**Job:** Format as a Markdown table everything from the line containing "of the date" down to the line containing "of the bright", both ends included, with one row per line and blank lines left out. Use the column names Number and Record line, with the row number in the first column.

:: Record set

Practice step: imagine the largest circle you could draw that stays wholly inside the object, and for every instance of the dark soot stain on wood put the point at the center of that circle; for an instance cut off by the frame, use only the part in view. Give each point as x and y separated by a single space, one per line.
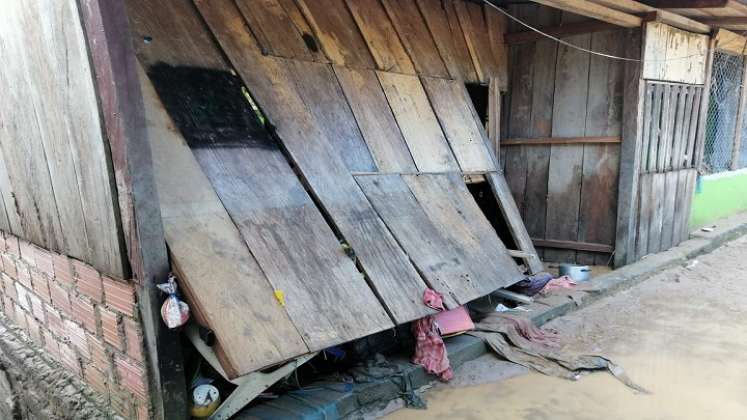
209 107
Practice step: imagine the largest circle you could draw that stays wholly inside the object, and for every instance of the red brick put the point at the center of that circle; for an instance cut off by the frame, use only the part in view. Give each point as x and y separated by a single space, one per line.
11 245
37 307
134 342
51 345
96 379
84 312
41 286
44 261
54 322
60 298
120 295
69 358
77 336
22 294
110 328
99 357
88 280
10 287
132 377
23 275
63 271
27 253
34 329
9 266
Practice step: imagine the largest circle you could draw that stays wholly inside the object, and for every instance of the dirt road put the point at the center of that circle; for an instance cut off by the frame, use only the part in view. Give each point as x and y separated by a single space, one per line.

::::
:: Record set

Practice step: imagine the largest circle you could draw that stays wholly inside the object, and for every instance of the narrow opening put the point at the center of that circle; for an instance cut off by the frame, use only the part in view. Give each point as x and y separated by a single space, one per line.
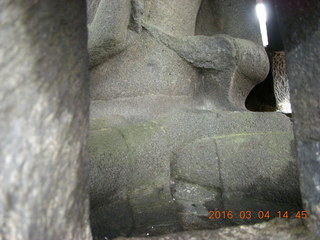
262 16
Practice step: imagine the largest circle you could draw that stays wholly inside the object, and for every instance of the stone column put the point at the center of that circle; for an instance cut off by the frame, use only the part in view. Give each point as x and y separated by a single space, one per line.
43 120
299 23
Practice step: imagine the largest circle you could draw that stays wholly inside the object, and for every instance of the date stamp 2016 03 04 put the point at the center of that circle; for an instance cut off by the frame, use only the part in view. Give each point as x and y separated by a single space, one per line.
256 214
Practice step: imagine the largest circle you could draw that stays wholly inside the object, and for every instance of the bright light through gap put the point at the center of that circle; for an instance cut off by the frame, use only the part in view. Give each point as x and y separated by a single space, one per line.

::::
:: Record set

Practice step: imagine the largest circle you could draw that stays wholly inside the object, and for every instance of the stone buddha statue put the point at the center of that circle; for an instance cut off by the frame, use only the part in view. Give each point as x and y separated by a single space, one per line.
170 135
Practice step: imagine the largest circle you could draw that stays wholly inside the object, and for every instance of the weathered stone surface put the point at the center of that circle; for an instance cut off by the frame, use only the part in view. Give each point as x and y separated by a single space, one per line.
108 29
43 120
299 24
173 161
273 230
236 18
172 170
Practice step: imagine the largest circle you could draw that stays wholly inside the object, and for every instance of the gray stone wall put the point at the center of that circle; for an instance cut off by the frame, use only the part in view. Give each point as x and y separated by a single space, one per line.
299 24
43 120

::::

**Solution to this exercise:**
| Number | Record line |
|---|---|
| 1 | Practice step: imagine the largest circle you could draw that stays wholly inside the object, and for every instance of the date stamp 2016 03 04 put the point at the center of that circle; for an instance cut off by the frame, use only the part in view. Give each point as x and y separated by a single space, one per line. |
| 2 | 256 214 |
| 3 | Practice step: imagine the largest circle you could draw that stays wholly inside the object, and for every instance of the bright light through gap put the point at the center of that circle; for an instance cut off by the frame, use only the part in view. Give each point as x and y separated by a single space, one per line. |